GOAL OF THE EXERCISE — No pictures should appear. The lines from the beginning of the listing through the one holding "<point>431,314</point>" must be reproduced exactly, and nothing more.

==*==

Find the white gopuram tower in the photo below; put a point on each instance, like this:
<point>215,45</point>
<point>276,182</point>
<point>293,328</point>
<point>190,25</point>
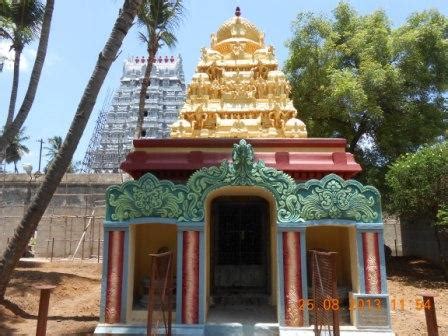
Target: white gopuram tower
<point>114,131</point>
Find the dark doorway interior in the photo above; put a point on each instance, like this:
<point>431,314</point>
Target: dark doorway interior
<point>240,245</point>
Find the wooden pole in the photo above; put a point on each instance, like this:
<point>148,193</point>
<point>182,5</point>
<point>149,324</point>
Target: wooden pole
<point>44,301</point>
<point>430,314</point>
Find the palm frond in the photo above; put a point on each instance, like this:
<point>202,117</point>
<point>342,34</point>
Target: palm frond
<point>142,37</point>
<point>161,18</point>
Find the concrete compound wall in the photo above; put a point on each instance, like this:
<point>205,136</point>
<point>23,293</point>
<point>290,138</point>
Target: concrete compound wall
<point>419,239</point>
<point>77,203</point>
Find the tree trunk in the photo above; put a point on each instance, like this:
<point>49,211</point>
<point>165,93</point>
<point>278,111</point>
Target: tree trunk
<point>146,82</point>
<point>443,260</point>
<point>15,85</point>
<point>14,127</point>
<point>43,196</point>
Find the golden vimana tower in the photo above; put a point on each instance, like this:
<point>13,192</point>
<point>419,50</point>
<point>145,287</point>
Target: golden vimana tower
<point>238,90</point>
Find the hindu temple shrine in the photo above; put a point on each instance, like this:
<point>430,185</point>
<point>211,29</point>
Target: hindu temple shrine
<point>243,199</point>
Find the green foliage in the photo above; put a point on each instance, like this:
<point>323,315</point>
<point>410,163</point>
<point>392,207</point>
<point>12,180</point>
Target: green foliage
<point>418,183</point>
<point>442,217</point>
<point>160,18</point>
<point>382,89</point>
<point>20,21</point>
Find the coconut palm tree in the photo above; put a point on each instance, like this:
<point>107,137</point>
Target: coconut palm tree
<point>53,150</point>
<point>20,23</point>
<point>39,203</point>
<point>159,19</point>
<point>16,150</point>
<point>14,127</point>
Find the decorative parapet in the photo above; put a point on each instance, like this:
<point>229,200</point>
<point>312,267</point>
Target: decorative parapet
<point>328,198</point>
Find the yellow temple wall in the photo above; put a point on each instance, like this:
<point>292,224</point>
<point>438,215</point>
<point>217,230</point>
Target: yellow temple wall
<point>335,239</point>
<point>147,238</point>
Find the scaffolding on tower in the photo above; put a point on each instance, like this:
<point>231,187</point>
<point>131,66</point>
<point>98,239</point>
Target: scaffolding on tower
<point>95,139</point>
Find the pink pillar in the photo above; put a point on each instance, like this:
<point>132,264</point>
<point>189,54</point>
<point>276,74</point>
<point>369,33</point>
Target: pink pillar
<point>190,277</point>
<point>114,276</point>
<point>292,264</point>
<point>372,269</point>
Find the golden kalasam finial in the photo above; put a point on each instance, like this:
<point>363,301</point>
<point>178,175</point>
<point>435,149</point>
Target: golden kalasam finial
<point>237,90</point>
<point>237,11</point>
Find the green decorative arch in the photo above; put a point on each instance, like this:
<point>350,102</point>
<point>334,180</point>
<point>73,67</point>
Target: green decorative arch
<point>329,198</point>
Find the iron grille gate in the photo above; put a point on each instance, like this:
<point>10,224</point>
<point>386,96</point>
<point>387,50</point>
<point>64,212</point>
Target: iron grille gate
<point>324,291</point>
<point>160,292</point>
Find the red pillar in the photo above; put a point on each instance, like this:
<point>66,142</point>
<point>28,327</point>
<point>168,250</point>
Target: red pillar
<point>190,278</point>
<point>114,276</point>
<point>292,264</point>
<point>372,266</point>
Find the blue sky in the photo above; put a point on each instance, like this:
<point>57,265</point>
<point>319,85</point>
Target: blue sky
<point>81,27</point>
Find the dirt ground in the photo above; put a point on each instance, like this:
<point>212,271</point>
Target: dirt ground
<point>74,303</point>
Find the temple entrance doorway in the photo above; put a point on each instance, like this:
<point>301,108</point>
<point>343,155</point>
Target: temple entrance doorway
<point>240,260</point>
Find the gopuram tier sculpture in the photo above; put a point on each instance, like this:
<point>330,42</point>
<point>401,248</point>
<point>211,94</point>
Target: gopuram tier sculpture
<point>238,90</point>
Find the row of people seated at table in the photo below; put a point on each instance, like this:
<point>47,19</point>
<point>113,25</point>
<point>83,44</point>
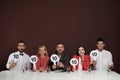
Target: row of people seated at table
<point>103,61</point>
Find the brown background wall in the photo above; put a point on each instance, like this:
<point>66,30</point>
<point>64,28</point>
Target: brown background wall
<point>72,22</point>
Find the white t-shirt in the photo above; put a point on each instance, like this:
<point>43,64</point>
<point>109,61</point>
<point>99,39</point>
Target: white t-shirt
<point>103,58</point>
<point>23,61</point>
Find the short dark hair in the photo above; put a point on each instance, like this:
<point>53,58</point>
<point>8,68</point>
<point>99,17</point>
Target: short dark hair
<point>77,50</point>
<point>21,42</point>
<point>100,39</point>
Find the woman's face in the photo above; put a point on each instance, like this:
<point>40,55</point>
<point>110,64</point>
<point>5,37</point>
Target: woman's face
<point>41,51</point>
<point>81,51</point>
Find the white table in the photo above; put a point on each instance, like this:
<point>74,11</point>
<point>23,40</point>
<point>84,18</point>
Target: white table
<point>54,75</point>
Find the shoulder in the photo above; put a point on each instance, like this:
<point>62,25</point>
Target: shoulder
<point>107,52</point>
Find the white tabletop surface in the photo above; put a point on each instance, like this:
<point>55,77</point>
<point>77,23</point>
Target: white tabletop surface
<point>55,75</point>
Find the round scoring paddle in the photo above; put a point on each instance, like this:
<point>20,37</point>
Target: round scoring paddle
<point>16,58</point>
<point>54,58</point>
<point>74,62</point>
<point>33,60</point>
<point>94,55</point>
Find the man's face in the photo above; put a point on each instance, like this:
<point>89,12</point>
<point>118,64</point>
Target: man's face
<point>42,51</point>
<point>21,47</point>
<point>100,45</point>
<point>81,50</point>
<point>60,48</point>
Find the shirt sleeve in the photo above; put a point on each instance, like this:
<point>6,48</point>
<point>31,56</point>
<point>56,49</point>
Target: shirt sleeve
<point>91,57</point>
<point>110,61</point>
<point>45,63</point>
<point>10,60</point>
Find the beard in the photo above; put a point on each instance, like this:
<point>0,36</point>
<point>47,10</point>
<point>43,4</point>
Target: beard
<point>21,50</point>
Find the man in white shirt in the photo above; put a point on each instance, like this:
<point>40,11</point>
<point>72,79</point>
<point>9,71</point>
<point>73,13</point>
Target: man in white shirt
<point>19,60</point>
<point>101,58</point>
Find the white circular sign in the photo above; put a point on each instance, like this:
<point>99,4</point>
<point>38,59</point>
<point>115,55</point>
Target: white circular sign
<point>74,62</point>
<point>33,59</point>
<point>54,58</point>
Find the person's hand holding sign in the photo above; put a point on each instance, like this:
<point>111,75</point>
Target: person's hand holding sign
<point>33,60</point>
<point>16,58</point>
<point>54,59</point>
<point>94,55</point>
<point>74,62</point>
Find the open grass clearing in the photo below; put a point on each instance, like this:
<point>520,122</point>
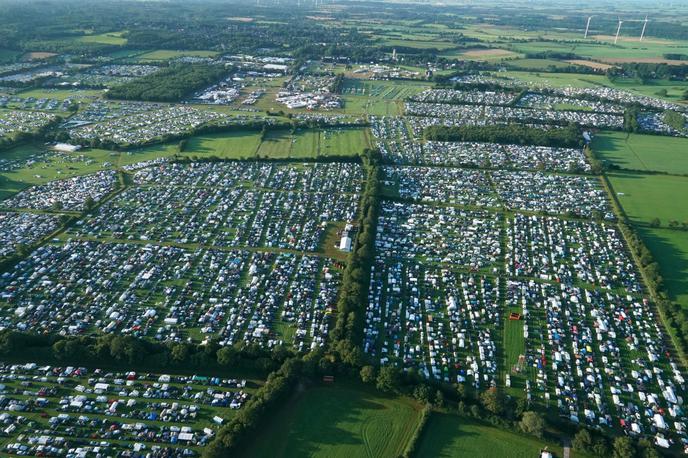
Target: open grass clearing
<point>166,54</point>
<point>276,144</point>
<point>643,152</point>
<point>337,422</point>
<point>231,145</point>
<point>645,197</point>
<point>343,141</point>
<point>109,38</point>
<point>448,435</point>
<point>670,250</point>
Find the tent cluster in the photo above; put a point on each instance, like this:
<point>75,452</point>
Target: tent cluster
<point>23,229</point>
<point>505,156</point>
<point>231,204</point>
<point>164,292</point>
<point>71,194</point>
<point>106,110</point>
<point>447,235</point>
<point>491,114</point>
<point>398,146</point>
<point>118,411</point>
<point>456,314</point>
<point>566,251</point>
<point>452,96</point>
<point>143,127</point>
<point>601,357</point>
<point>15,121</point>
<point>282,287</point>
<point>434,184</point>
<point>552,102</point>
<point>553,194</point>
<point>33,103</point>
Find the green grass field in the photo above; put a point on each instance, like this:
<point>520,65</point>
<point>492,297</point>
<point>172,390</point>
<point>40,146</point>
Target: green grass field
<point>111,38</point>
<point>8,55</point>
<point>643,152</point>
<point>670,250</point>
<point>337,422</point>
<point>448,436</point>
<point>166,54</point>
<point>233,145</point>
<point>306,143</point>
<point>536,64</point>
<point>343,141</point>
<point>50,168</point>
<point>277,144</point>
<point>645,197</point>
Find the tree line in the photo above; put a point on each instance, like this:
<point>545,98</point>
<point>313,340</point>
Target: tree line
<point>170,84</point>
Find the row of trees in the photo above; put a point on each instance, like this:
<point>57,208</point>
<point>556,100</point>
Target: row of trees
<point>170,84</point>
<point>568,136</point>
<point>130,351</point>
<point>354,290</point>
<point>621,447</point>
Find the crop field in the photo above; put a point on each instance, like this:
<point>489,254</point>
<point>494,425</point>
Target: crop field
<point>339,422</point>
<point>112,38</point>
<point>643,152</point>
<point>670,249</point>
<point>71,406</point>
<point>231,145</point>
<point>450,436</point>
<point>387,90</point>
<point>164,54</point>
<point>33,164</point>
<point>645,197</point>
<point>343,141</point>
<point>306,144</point>
<point>276,144</point>
<point>536,64</point>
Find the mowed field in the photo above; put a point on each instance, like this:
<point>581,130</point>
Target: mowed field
<point>165,54</point>
<point>643,152</point>
<point>645,197</point>
<point>448,436</point>
<point>338,422</point>
<point>231,145</point>
<point>670,250</point>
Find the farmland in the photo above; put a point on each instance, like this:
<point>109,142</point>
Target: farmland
<point>645,197</point>
<point>338,422</point>
<point>449,435</point>
<point>643,153</point>
<point>364,229</point>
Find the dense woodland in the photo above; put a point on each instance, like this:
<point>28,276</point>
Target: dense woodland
<point>170,84</point>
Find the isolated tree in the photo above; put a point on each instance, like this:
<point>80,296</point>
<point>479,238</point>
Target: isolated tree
<point>368,374</point>
<point>493,401</point>
<point>623,448</point>
<point>532,423</point>
<point>422,393</point>
<point>582,441</point>
<point>387,379</point>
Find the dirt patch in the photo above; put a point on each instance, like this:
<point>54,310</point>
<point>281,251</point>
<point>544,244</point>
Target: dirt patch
<point>38,55</point>
<point>591,64</point>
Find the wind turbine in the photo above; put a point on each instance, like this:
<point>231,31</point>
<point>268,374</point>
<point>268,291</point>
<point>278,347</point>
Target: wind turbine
<point>587,27</point>
<point>642,34</point>
<point>618,30</point>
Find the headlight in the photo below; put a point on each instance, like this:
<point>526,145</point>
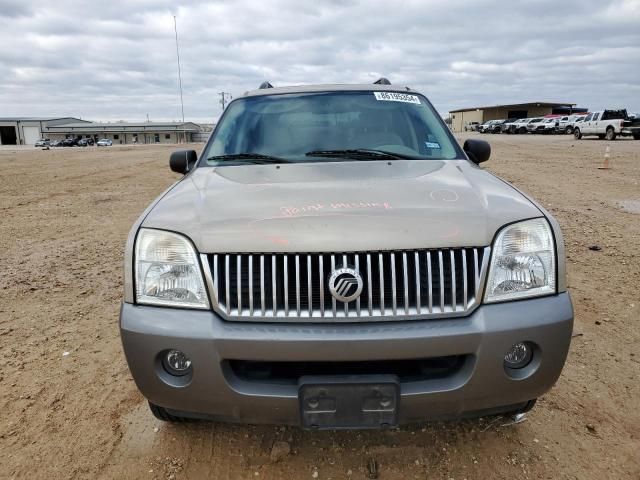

==*==

COMPLETED EXERCISE —
Find the white gopuram tower in the photo below; put a point on each instance, like this:
<point>215,45</point>
<point>276,182</point>
<point>293,328</point>
<point>190,25</point>
Target: white gopuram tower
<point>114,131</point>
Find the dark doorway interior in the photo above; put a point on each instance, like this:
<point>431,314</point>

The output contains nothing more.